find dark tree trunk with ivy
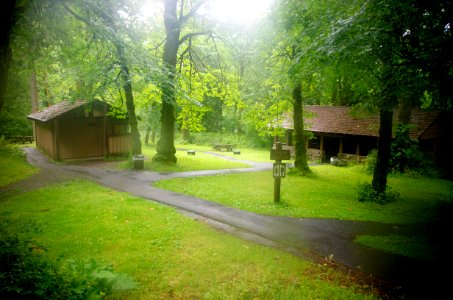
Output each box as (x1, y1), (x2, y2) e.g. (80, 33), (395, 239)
(292, 83), (311, 174)
(372, 107), (393, 193)
(120, 62), (142, 156)
(110, 24), (141, 156)
(154, 0), (206, 163)
(153, 0), (180, 163)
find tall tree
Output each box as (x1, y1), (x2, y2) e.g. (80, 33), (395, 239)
(327, 0), (452, 191)
(0, 0), (20, 112)
(153, 0), (206, 163)
(63, 0), (143, 155)
(292, 83), (310, 173)
(269, 0), (338, 174)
◇ ◇ ◇ ◇ ◇
# What you have to do:
All of the data must be set down exactly, with no pictures included.

# Result for this exercise:
find dark tree trunk with ivy
Output each box as (x1, y1), (x2, y2) e.g. (80, 33), (395, 239)
(292, 83), (311, 174)
(372, 107), (393, 193)
(120, 62), (142, 156)
(110, 24), (141, 156)
(154, 0), (206, 163)
(153, 0), (180, 163)
find tall tree
Output each box as (x1, y1), (x2, y2) e.g. (80, 33), (395, 239)
(327, 0), (452, 191)
(0, 0), (20, 112)
(153, 0), (206, 163)
(63, 0), (143, 155)
(292, 83), (310, 173)
(269, 0), (338, 174)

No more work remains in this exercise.